* _REQUIRED ACTION_:
In the piece on handling Thanksgiving conversations below, repeat word for word the stretch from "Chances are that" through "each other’s beliefs?".

-- EXTRACT TO READ follows --

I echo a lot of other food journalists who find our holiday lifestyle reporting trivial in light of last week’s election and its aftermath. I stand by pieces like “where to host your holiday party” and “what to get the pet owner in your life,” but they can easily seem frivolous and uncomfortably out of out of touch in this political climate.

Chances are that the election will be the looming elephant in the dining room if not the main event. If you’re like me, then you’re much less concerned about crafting showstopping side salads than about holding a conversation with friends and family who hold different and equally passionate views. How can we be together in such a divisive time? How do I maintain my own decency when emotions run high? How might we come to a mutual understanding and respect for each other’s beliefs? 

I’m of course no therapist, but alongside some hosting hacks, the most important and sincere Thanksgiving advice I can muster ran in the New York Times a couple years back in a piece entitled “Crisis Negotiators Give Thanksgiving Tips.” The title might seem overwrought, but the guidance from FBI senior negotiators is insightful. Some highlights:

  • “‘Just shut up and listen,’ says Frederick J. Lanceley, the FBI’s former senior negotiator and former principal director of its negotiation course… ‘People want to be heard. They want the attention.’”
  • “Jennifer Higby, a detective with the Department of Public Safety in Kalamazoo, Michigan, and a board member of the Michigan Association of Hostage Negotiators, concurs with Mr. Voss. ‘Say you’re sorry when you’re not sorry,’ she says. ‘Let bygones be bygones. I lost my dad to cancer 18 months ago. You just never know when the last time you’re going to see someone is.’”
  • Gary Noesner, the author of the memoir Stalling for Time: My Life as an FBI Hostage Negotiator, says: ‘You have to find creative ways to say, ‘I really appreciate your point of view, and it’s great to have an opportunity to hear how strongly you feel about that, but my own view is different.’ Try to find ways to acknowledge what they’re saying without agreeing or disagreeing with it.’”
  • Is lying ever necessary? Jennifer Hardwich, a police officer with the Syracuse Police Department and a regional vice president of the New York Association of Hostage Negotiators, says: ‘Instead of lying, we call it minimizing. You try to get people to think that a situation isn’t so bad, you break it down for them so they see that it isn’t the end of the world, that maybe they don’t need to make such a big deal of it. We try to reframe things rather than flat-out lie.’”

If I had to add anything to the piece, it’d be a discussion of empathy, which is something we should all be open to. The dinner table is as good of a setting as any to listen and sit with ideas we might not personally accept. Read the whole piece for more tips and context, and it goes without typing that this advice isn’t just Thanksgiving relevant—I plan to apply it to any dialogue with which I don’t agree.

-- EXTRACT TO READ concluded --
-- EXERCISE DATA follows --

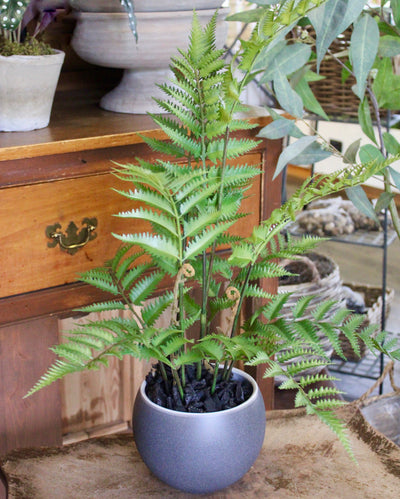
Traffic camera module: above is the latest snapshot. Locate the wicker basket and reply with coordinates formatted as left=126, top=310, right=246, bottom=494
left=333, top=283, right=394, bottom=362
left=307, top=27, right=394, bottom=120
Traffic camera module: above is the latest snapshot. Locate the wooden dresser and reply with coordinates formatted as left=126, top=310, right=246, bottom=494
left=0, top=90, right=282, bottom=455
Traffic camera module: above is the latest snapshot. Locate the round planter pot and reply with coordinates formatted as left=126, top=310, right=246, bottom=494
left=71, top=9, right=229, bottom=114
left=0, top=50, right=65, bottom=132
left=132, top=369, right=266, bottom=494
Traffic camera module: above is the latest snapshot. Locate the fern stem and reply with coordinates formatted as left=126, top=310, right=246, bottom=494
left=211, top=361, right=219, bottom=395
left=172, top=369, right=185, bottom=401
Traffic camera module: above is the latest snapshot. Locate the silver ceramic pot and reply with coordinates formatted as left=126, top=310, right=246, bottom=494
left=132, top=369, right=266, bottom=494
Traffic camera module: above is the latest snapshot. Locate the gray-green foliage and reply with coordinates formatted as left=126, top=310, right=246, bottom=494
left=30, top=6, right=400, bottom=458
left=238, top=0, right=400, bottom=237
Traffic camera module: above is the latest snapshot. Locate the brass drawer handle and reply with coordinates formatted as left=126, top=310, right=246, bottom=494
left=46, top=218, right=97, bottom=255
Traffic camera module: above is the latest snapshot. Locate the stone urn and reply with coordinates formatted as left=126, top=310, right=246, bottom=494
left=71, top=0, right=229, bottom=114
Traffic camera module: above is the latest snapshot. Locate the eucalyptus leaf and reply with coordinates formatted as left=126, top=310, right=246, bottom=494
left=375, top=192, right=395, bottom=214
left=308, top=0, right=346, bottom=71
left=359, top=144, right=385, bottom=163
left=383, top=132, right=400, bottom=156
left=260, top=43, right=311, bottom=83
left=291, top=142, right=332, bottom=166
left=295, top=77, right=329, bottom=121
left=358, top=98, right=376, bottom=144
left=388, top=166, right=400, bottom=190
left=346, top=185, right=379, bottom=223
left=390, top=0, right=400, bottom=28
left=343, top=139, right=361, bottom=164
left=274, top=69, right=303, bottom=118
left=378, top=35, right=400, bottom=57
left=350, top=15, right=379, bottom=100
left=273, top=135, right=317, bottom=179
left=257, top=118, right=295, bottom=140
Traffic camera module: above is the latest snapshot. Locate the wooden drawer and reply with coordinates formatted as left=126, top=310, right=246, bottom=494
left=0, top=153, right=262, bottom=298
left=0, top=174, right=148, bottom=297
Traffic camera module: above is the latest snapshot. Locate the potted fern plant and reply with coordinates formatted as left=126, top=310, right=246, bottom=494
left=25, top=1, right=399, bottom=493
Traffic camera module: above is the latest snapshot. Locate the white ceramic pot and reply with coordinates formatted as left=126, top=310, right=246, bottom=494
left=71, top=9, right=229, bottom=114
left=132, top=369, right=265, bottom=494
left=0, top=50, right=65, bottom=132
left=69, top=0, right=224, bottom=12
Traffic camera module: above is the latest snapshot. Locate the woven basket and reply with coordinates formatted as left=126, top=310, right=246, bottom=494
left=275, top=255, right=345, bottom=385
left=307, top=27, right=394, bottom=120
left=332, top=283, right=394, bottom=362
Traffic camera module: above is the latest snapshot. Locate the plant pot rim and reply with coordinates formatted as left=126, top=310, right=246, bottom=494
left=0, top=49, right=65, bottom=64
left=140, top=367, right=259, bottom=418
left=73, top=7, right=230, bottom=22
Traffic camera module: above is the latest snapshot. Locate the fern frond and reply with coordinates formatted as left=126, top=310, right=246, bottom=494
left=184, top=222, right=232, bottom=260
left=74, top=300, right=126, bottom=314
left=207, top=139, right=260, bottom=163
left=129, top=272, right=164, bottom=305
left=117, top=207, right=179, bottom=237
left=113, top=232, right=180, bottom=261
left=113, top=188, right=175, bottom=216
left=79, top=268, right=119, bottom=295
left=298, top=373, right=338, bottom=388
left=141, top=291, right=173, bottom=326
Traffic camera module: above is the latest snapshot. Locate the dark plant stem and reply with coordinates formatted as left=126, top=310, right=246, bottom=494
left=211, top=361, right=219, bottom=395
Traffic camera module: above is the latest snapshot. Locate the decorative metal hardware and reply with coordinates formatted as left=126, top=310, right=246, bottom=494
left=46, top=218, right=97, bottom=255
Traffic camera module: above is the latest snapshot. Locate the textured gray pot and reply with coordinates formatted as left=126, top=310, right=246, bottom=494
left=132, top=369, right=265, bottom=494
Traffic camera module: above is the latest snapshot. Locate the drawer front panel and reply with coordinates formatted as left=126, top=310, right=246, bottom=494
left=0, top=154, right=261, bottom=298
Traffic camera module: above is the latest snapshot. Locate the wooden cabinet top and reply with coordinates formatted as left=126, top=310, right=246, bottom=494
left=0, top=89, right=269, bottom=162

-- EXERCISE DATA concluded --

* _EXERCISE OUTPUT_:
Chances are that the election will be the looming elephant in the dining room if not the main event. If you’re like me, then you’re much less concerned about crafting showstopping side salads than about holding a conversation with friends and family who hold different and equally passionate views. How can we be together in such a divisive time? How do I maintain my own decency when emotions run high? How might we come to a mutual understanding and respect for each other’s beliefs?